Records held in a dataset
****************

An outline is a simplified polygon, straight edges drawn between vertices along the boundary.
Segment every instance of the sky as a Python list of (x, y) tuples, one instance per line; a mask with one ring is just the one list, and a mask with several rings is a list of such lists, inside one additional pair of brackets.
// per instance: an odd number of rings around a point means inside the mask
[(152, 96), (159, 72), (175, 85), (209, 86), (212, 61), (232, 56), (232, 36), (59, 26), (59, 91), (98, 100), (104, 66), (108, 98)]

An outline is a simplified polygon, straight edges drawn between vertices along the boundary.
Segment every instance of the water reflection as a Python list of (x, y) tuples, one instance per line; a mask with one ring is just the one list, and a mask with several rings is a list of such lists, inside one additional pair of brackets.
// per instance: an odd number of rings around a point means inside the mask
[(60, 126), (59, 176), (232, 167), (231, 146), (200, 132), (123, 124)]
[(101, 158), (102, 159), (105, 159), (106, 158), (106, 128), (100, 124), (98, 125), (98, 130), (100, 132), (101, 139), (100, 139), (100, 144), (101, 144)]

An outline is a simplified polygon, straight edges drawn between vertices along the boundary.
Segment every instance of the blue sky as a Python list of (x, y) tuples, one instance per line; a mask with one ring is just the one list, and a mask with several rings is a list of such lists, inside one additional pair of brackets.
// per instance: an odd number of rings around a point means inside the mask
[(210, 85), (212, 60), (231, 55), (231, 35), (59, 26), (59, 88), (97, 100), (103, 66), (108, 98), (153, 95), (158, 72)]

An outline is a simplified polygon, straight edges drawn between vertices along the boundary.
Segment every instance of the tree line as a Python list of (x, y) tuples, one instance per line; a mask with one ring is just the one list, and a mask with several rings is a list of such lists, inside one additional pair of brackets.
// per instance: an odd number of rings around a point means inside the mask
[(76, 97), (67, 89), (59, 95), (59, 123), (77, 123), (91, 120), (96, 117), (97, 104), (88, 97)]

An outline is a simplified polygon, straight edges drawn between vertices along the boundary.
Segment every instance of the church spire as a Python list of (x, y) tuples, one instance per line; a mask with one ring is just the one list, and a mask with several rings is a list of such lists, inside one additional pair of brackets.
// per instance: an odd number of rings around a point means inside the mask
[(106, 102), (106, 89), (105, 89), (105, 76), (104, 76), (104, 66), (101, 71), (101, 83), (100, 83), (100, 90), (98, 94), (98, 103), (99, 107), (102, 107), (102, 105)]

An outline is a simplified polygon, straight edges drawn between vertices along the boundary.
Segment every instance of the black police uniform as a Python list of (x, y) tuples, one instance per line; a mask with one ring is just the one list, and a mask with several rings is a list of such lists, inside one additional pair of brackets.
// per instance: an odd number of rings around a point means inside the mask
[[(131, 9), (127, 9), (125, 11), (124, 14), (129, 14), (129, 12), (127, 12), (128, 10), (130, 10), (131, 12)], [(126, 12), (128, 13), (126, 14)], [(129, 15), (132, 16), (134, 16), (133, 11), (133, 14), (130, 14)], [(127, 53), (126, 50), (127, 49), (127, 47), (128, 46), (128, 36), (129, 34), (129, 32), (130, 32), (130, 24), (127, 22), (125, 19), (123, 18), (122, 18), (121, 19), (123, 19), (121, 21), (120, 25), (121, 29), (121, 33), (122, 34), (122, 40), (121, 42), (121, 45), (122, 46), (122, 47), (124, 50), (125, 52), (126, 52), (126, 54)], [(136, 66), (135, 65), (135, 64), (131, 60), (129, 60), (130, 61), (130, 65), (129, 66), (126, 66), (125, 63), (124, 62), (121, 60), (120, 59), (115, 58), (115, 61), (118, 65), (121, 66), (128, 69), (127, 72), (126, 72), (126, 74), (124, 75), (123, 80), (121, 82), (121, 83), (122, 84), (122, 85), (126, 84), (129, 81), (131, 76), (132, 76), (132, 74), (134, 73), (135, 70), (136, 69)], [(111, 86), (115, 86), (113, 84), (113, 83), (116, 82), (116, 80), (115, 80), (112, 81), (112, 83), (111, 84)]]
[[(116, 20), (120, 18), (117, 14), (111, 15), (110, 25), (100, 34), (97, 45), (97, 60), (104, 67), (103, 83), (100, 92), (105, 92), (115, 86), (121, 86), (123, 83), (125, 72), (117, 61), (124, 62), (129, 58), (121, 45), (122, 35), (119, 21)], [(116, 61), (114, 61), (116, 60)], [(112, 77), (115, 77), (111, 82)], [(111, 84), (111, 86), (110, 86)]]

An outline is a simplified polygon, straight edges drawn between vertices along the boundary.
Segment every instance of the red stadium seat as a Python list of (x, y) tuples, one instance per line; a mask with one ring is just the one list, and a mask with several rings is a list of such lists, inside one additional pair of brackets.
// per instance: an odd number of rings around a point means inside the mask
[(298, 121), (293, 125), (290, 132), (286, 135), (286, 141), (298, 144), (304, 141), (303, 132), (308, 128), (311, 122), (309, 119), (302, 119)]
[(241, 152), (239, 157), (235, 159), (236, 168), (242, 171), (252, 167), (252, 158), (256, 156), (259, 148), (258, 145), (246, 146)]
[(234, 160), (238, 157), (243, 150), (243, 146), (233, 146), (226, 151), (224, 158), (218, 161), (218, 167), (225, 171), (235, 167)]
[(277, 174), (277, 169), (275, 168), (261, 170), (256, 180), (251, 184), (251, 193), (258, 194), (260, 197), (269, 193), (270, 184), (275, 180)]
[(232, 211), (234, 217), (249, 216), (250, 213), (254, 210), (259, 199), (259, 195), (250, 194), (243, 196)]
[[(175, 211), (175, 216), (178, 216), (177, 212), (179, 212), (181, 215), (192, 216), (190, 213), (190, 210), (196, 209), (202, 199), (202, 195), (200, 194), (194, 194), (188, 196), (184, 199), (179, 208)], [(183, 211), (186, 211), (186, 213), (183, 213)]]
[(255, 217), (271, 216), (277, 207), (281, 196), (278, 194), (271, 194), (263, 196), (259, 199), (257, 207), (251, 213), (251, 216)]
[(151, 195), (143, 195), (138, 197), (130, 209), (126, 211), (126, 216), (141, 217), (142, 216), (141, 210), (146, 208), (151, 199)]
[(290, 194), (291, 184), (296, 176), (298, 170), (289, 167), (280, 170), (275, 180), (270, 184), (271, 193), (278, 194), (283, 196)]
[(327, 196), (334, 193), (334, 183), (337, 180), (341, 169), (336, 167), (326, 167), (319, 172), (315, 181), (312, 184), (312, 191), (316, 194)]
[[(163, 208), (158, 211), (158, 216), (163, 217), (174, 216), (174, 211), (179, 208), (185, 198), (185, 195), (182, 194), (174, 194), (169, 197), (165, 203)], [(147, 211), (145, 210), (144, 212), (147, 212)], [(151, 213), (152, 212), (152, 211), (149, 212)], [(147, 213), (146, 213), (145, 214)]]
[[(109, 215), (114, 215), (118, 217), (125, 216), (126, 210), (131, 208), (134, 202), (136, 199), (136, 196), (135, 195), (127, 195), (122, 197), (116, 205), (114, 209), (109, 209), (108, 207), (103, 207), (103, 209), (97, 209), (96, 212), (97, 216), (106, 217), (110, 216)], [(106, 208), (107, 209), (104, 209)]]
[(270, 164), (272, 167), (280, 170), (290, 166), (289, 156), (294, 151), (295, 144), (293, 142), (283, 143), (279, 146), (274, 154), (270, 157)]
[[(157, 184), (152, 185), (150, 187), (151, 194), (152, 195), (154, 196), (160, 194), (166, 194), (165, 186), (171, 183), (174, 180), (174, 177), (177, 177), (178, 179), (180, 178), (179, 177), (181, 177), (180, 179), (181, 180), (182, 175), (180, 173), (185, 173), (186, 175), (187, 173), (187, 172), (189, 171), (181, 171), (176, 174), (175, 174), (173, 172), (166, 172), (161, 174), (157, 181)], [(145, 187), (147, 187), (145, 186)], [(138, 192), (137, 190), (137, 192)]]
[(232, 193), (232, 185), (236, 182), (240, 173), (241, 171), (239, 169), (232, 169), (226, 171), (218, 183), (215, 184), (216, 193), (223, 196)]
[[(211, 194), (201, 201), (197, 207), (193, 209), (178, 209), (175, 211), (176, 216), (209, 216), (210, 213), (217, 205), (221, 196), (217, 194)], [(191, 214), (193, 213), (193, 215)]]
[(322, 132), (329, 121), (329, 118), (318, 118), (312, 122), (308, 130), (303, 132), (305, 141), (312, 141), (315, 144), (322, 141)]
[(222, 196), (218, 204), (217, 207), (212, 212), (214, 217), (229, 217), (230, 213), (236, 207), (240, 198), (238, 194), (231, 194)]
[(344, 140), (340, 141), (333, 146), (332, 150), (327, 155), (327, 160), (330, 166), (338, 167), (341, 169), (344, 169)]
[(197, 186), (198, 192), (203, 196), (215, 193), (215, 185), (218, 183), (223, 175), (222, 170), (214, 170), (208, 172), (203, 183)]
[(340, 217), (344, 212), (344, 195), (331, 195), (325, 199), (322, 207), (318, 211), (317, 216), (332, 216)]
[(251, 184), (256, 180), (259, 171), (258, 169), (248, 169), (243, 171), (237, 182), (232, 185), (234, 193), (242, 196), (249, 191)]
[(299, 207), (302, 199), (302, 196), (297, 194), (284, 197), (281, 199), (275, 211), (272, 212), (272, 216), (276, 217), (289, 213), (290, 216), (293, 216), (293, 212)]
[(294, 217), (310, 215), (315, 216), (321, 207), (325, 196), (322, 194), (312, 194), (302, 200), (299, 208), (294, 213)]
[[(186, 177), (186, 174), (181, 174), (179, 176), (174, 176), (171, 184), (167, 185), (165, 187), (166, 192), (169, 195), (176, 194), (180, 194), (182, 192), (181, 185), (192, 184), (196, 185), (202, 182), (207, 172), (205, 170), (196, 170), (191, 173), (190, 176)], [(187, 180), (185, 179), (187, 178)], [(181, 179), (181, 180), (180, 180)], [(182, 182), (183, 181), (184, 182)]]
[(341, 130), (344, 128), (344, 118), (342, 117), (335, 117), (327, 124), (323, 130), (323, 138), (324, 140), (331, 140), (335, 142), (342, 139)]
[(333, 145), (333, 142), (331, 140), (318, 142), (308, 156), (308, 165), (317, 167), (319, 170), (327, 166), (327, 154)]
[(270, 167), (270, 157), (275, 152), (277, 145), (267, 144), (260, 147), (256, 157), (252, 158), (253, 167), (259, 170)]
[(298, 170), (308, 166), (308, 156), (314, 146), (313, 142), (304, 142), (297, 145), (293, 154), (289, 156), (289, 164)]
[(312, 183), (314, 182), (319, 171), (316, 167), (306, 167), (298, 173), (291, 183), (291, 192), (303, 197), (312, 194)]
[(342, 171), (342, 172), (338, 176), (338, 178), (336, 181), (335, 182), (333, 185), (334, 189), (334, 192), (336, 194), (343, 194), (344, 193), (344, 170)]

****************

Quote the material from its first line through the line containing "95), (158, 72)]", including both of those lines.

▶ The solution:
An outline is a simplified polygon, straight edges drawn between vertices along the boundary.
Segment every instance of the sky as a Python list of (x, y) tuples, one instance per line; a mask with one ring is just the one list, and a mask with several rings is a list of such lists, inside one additional pair of brackets.
// per instance: an odd number of rings around a point means inside the mask
[(152, 96), (159, 72), (175, 85), (209, 86), (212, 61), (232, 56), (232, 36), (59, 26), (59, 91), (98, 100), (104, 66), (108, 98)]

An outline is a simplified polygon, straight edges drawn between vertices along the boundary.
Segment every instance of the water reflection as a Python list of (x, y) tuples, one instance per line; a mask with one ring is just the one list, and a mask with several rings is a list of such lists, inside one additional pair of brackets.
// per instance: an odd number of rings around a point means inside the mask
[(60, 126), (59, 176), (232, 167), (231, 146), (200, 132), (123, 124)]
[(101, 158), (102, 159), (105, 159), (106, 158), (106, 128), (100, 124), (98, 125), (98, 130), (100, 132), (101, 139), (100, 139), (100, 144), (101, 144)]

An outline is a simplified polygon, straight edges drawn between vertices along the boundary.
Segment every instance of the blue sky as a Python list of (x, y) tuples, one instance per line; a mask with one ring is just the one list, and a mask with several rings is a list of such lists, inside one additional pair of brackets.
// per instance: an odd number of rings around a point means inside the mask
[(210, 85), (212, 60), (231, 55), (231, 35), (59, 26), (59, 88), (97, 100), (103, 66), (108, 98), (153, 95), (158, 72)]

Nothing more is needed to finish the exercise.